__TASK BRIEF__.
Arrange the lines in the rows below as a Markdown table with the columns "Row No." and "Line", numbering each line and omitting blank lines. Include only the lines starting with the one that contains "Thank you for the photograph above. Please mark the cut" and going on through the end of the rows, both ends included.

__MATERIAL FOR THE TASK__.
--- Begin ---
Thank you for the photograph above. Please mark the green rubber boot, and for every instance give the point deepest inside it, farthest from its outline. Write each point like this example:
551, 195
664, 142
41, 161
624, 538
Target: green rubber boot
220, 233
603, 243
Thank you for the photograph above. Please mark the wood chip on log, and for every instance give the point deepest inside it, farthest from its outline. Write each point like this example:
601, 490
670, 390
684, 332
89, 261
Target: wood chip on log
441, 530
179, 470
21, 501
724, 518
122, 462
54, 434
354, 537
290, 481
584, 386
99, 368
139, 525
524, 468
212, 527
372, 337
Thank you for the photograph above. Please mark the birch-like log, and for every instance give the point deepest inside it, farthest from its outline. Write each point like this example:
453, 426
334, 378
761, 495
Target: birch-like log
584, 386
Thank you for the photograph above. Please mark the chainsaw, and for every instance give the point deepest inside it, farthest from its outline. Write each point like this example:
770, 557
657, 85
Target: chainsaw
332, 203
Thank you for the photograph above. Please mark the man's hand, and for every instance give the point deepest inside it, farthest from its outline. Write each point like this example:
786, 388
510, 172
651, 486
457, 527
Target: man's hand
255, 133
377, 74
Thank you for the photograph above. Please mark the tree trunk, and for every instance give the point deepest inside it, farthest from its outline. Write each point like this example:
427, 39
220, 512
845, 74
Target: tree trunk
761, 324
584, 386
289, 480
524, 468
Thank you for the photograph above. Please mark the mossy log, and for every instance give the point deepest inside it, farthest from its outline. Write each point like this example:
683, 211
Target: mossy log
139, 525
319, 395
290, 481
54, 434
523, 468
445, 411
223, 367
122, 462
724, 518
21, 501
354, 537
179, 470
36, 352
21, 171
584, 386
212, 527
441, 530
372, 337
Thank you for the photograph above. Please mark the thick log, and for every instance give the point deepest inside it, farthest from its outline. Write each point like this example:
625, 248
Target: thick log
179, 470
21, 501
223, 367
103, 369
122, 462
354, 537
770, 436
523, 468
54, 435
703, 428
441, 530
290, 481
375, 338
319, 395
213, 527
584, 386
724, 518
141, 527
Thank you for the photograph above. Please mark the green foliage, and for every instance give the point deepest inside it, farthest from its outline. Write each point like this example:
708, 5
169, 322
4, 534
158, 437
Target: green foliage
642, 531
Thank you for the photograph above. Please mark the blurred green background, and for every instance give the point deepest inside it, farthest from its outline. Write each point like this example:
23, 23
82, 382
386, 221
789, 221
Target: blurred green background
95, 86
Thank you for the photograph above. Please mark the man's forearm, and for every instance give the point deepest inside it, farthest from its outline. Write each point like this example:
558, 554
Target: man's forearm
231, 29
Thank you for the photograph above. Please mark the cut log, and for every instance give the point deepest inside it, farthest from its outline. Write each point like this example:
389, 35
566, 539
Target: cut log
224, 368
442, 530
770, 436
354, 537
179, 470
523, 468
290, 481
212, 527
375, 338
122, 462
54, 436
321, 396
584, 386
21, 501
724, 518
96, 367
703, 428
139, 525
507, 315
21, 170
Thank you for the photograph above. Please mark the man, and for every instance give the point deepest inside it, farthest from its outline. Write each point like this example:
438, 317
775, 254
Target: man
--- End ---
__COMPLETE ANSWER__.
| Row No. | Line |
|---|---|
| 1 | Thank you for the photograph above. Please mark the cut log, and for every instance give the point deepest inside it, farthest from its outline. Write each point like this example: |
| 2 | 389, 35 |
| 3 | 566, 539 |
| 4 | Target: cut log |
| 5 | 224, 368 |
| 6 | 442, 530 |
| 7 | 770, 436 |
| 8 | 354, 537 |
| 9 | 179, 470 |
| 10 | 523, 468 |
| 11 | 290, 481 |
| 12 | 212, 527 |
| 13 | 375, 338 |
| 14 | 122, 462 |
| 15 | 54, 436 |
| 16 | 321, 396 |
| 17 | 584, 386 |
| 18 | 21, 501 |
| 19 | 724, 518 |
| 20 | 96, 367 |
| 21 | 703, 428 |
| 22 | 139, 525 |
| 23 | 507, 315 |
| 24 | 21, 170 |
| 25 | Thank you for the photograph above. Please mark the man, and for every instance give the point deepest inside it, farthest from its outline. Write each point like this example: |
| 26 | 438, 317 |
| 27 | 775, 254 |
| 28 | Target: man |